REQUEST
List each line in the data below that contains the word "gray".
━━ ENTRIES PROVIDED
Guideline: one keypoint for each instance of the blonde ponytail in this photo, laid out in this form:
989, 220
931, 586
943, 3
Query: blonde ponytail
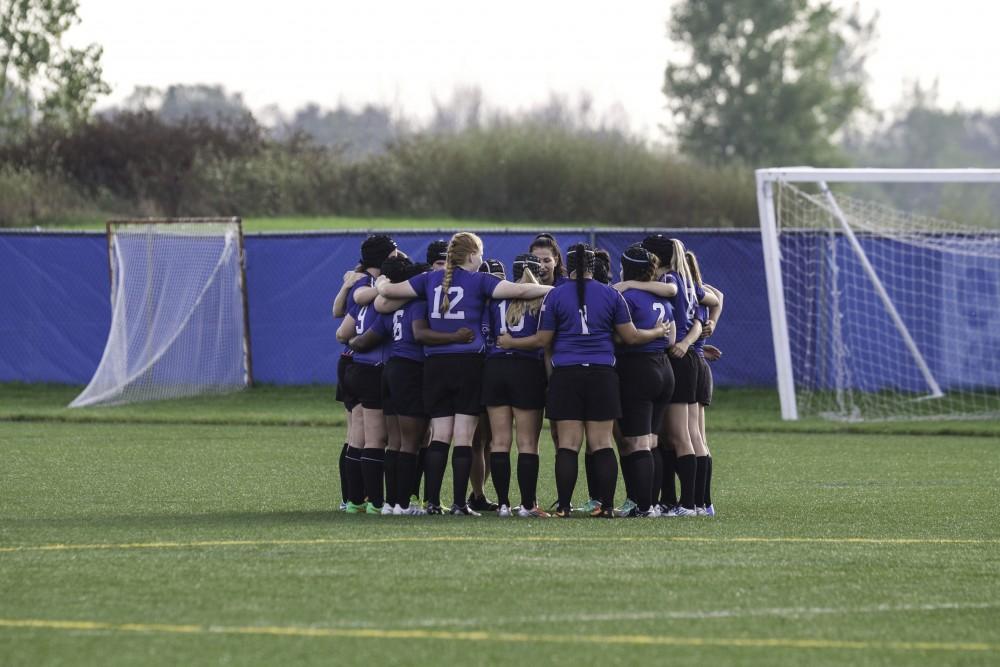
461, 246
━━━━
━━ ENTRIES PROVIDED
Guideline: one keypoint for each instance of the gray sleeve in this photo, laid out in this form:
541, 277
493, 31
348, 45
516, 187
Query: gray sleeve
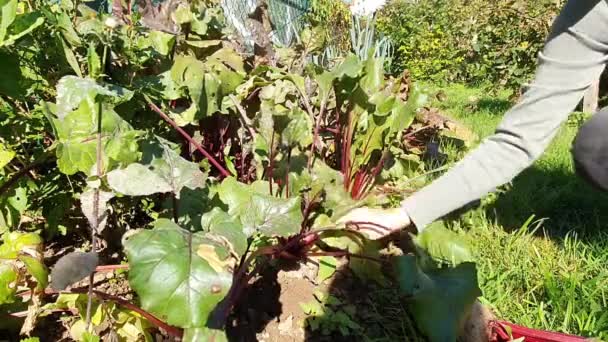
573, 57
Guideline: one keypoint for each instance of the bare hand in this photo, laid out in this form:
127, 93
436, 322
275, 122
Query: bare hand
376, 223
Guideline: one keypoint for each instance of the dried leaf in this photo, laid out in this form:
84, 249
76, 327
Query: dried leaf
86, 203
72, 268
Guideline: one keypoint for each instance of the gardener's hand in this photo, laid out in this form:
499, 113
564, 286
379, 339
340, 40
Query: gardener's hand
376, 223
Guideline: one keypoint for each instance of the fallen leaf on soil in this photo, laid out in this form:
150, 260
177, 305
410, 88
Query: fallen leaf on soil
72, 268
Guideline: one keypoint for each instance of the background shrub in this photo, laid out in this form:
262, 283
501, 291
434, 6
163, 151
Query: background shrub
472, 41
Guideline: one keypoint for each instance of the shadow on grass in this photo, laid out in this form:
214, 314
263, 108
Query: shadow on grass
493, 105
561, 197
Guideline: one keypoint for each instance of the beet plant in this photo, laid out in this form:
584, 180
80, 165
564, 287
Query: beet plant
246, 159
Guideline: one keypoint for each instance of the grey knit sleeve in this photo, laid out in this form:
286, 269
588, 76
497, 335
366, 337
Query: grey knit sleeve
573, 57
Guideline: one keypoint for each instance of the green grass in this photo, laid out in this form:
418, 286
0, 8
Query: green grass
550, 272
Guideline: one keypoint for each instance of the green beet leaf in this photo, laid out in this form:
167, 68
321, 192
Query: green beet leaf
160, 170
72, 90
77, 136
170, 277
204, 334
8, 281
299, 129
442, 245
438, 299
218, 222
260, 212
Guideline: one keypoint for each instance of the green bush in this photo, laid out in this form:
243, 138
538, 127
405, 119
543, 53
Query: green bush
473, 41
━━━━
OUTPUT FOR THIS TASK
Guideline: one keypoint for each instance of the gray sleeve in this photo, laid out in this form:
Query: gray sleeve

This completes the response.